>> begin Document extract

Abuse the rules of blacksmithing and fuse them with the tricks of the jewelry trade to create a modern relic
Capturedcoin ring Figure
Capturedcoin ring back view

On larger-scale works, a blacksmith can forge the iron while it’s hot — on a smaller scale, by the time you step to your anvil with a ring and grab your hammer, the steel is already black-cold. So when making iron jewelry, you must work the metal as if it was silver: by repeated annealing between forging, bending, twisting, etc. And, more important than that, you must treat it with the same attention to detail as when working with gold. 


  • Mild-steel tubing: 21 mm (13⁄16 in.) outside diameter (OD), 2.25 mm wall thickness; approximately 4.5 cm (13⁄4 in.) plus extra for clamping in the vise
  • Coin: smaller than the pipe OD, larger than the pipe ID
  • 4 Mild-steel or hardened steel nails that have been annealed: approximately 1 mm diameter
  • Hammering toolbox
  • Calipers
  • Large vise
  • Hacksaw
  • * Files: large and small half-round, round hand file (optional); diamond needle files
  • Plumber's or jeweler's torch
  • Flex shaft/pendant motor
  • * Flex shaft accessories: diamond burs (including a 3 mm [1⁄8-in.] diamond cylinder), sandpaper roll, silicone burs, steel brush
  • * Sandpaper, 400-grit
  • Steel ring mandrel or other ring-sized steel mandrel
  • Pliers: parallel jaw, half-round forming
  • Soldering board (optional)

>> end Document extract
>> begin Supplied records

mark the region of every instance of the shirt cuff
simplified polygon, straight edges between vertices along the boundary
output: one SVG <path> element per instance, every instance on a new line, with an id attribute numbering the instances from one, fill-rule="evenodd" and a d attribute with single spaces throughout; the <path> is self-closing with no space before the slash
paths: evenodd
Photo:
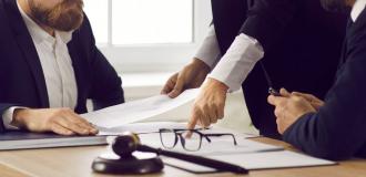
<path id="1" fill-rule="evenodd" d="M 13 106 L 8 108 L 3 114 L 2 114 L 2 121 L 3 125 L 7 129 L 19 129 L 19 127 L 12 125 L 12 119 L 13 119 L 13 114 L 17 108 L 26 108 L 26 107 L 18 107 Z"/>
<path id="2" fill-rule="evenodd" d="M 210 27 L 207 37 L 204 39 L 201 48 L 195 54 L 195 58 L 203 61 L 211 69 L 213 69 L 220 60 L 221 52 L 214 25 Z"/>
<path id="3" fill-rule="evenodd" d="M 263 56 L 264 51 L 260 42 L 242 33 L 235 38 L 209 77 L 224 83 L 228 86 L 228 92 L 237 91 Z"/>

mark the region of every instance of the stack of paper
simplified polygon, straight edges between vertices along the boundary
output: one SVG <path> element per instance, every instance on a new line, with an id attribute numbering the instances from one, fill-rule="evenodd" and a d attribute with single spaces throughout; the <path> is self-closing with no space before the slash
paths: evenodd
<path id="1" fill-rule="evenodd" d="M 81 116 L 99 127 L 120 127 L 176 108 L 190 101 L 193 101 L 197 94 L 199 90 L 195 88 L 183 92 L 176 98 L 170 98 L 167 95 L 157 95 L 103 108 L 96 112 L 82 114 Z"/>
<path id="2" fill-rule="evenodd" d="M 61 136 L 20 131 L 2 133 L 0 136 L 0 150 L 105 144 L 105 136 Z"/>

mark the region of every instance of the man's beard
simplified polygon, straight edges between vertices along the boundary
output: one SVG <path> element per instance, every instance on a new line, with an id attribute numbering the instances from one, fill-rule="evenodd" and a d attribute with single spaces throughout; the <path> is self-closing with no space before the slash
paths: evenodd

>> end Supplied records

-- Your objective --
What wall thickness does the captured-coin ring text give for the mild-steel tubing?

-- Written response --
2.25 mm